Given problem: Please copy the records below word for word, from the very first line through the line with "Return every instance of the clear".

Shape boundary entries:
----

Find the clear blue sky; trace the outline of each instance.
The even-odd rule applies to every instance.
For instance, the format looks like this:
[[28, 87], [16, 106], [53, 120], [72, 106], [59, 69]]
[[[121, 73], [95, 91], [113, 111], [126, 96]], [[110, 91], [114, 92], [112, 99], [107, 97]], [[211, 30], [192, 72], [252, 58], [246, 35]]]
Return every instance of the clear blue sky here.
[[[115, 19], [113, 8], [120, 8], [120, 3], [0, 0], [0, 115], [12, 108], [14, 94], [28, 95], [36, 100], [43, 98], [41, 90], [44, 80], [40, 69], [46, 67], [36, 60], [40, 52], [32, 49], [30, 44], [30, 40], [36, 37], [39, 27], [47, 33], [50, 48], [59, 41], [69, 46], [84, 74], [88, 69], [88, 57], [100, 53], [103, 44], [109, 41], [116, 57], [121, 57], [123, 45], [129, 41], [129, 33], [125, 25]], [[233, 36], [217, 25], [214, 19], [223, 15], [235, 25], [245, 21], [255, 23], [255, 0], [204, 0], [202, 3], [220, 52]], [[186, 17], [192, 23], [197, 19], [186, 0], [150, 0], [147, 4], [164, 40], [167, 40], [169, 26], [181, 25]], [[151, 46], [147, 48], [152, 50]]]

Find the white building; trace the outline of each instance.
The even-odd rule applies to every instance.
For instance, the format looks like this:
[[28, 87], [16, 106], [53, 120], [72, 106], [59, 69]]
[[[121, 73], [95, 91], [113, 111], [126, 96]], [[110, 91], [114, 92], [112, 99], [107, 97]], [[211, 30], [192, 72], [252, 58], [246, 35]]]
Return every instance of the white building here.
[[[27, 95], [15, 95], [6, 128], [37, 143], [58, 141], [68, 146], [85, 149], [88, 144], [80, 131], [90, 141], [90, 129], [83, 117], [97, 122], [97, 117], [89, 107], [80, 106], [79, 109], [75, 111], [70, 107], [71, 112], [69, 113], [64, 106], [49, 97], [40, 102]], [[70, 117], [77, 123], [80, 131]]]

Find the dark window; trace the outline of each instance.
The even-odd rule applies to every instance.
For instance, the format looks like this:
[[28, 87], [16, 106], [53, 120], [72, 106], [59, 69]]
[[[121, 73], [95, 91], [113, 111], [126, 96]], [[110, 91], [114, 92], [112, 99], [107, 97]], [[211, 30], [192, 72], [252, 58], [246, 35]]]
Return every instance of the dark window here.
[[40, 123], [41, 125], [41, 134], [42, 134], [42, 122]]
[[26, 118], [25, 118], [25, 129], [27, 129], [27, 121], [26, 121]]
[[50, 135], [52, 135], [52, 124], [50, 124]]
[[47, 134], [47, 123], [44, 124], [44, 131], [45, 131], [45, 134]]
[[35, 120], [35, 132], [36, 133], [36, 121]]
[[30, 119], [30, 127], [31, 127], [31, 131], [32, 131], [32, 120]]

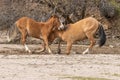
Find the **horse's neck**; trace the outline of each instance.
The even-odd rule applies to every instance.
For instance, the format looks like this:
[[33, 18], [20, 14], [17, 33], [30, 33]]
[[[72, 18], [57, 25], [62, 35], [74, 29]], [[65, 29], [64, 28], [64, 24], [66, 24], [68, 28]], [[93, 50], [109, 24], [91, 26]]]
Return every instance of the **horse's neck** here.
[[57, 37], [62, 38], [63, 33], [64, 33], [64, 31], [56, 31], [55, 34], [57, 35]]

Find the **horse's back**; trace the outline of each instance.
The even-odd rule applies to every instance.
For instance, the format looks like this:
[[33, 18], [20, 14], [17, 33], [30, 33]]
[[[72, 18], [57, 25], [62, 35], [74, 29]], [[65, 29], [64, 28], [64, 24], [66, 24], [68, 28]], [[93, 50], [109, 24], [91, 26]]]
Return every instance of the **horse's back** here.
[[64, 40], [83, 40], [86, 33], [95, 33], [98, 28], [98, 21], [95, 18], [88, 17], [74, 24], [69, 24], [67, 30], [63, 33]]

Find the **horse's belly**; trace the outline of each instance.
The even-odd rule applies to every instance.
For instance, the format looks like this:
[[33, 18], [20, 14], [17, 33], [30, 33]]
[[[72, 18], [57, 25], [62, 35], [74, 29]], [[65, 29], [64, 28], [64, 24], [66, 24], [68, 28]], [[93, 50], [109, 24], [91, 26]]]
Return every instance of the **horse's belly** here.
[[86, 35], [84, 33], [79, 33], [79, 34], [75, 34], [75, 33], [71, 33], [71, 34], [64, 34], [62, 36], [62, 39], [64, 41], [78, 41], [78, 40], [84, 40], [86, 38]]

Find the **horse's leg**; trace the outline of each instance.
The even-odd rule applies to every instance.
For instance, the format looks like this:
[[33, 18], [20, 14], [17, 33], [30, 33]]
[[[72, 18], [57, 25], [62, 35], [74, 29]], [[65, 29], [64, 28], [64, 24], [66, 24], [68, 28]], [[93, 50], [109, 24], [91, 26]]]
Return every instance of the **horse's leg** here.
[[42, 49], [39, 51], [39, 52], [43, 52], [43, 51], [45, 51], [45, 42], [43, 41], [43, 43], [42, 43]]
[[94, 37], [93, 37], [93, 34], [86, 34], [86, 36], [88, 37], [88, 39], [90, 40], [90, 46], [82, 53], [82, 54], [86, 54], [86, 53], [89, 53], [90, 50], [93, 48], [93, 46], [95, 45], [95, 40], [94, 40]]
[[60, 44], [61, 44], [61, 40], [59, 40], [59, 42], [58, 42], [58, 50], [57, 50], [58, 54], [61, 54]]
[[66, 51], [66, 54], [67, 54], [67, 55], [70, 54], [71, 48], [72, 48], [72, 42], [67, 42], [67, 51]]
[[52, 54], [52, 50], [50, 49], [49, 44], [48, 44], [48, 38], [47, 38], [47, 36], [43, 36], [43, 40], [44, 40], [46, 49], [48, 50], [48, 52], [50, 54]]
[[24, 45], [25, 50], [28, 51], [29, 53], [31, 53], [30, 49], [29, 49], [28, 46], [25, 44], [26, 38], [27, 38], [27, 32], [26, 32], [25, 30], [23, 30], [23, 31], [22, 31], [22, 35], [21, 35], [22, 44]]

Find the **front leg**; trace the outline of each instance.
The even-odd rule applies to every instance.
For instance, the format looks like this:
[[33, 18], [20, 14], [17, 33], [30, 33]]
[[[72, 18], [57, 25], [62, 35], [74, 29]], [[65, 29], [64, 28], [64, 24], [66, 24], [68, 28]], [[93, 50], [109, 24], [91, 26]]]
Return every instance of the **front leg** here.
[[72, 43], [71, 43], [71, 42], [67, 42], [67, 50], [66, 50], [66, 54], [67, 54], [67, 55], [70, 54], [71, 48], [72, 48]]

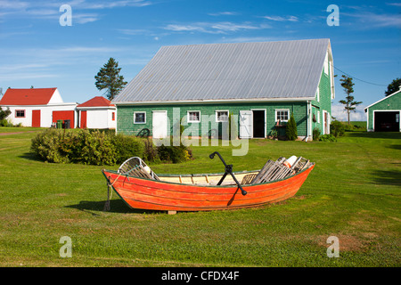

----

Response below:
Find the clear blue sky; trace the outline of each instance.
The even-odd rule applies to every instance.
For instance, the format looks like this:
[[28, 87], [16, 106], [53, 120], [72, 106], [59, 69]]
[[[121, 73], [95, 91], [113, 111], [126, 96]], [[110, 91], [114, 92], [112, 99], [107, 97]], [[211, 30], [192, 72], [252, 58], [246, 35]]]
Return every instance of the clear blue sky here.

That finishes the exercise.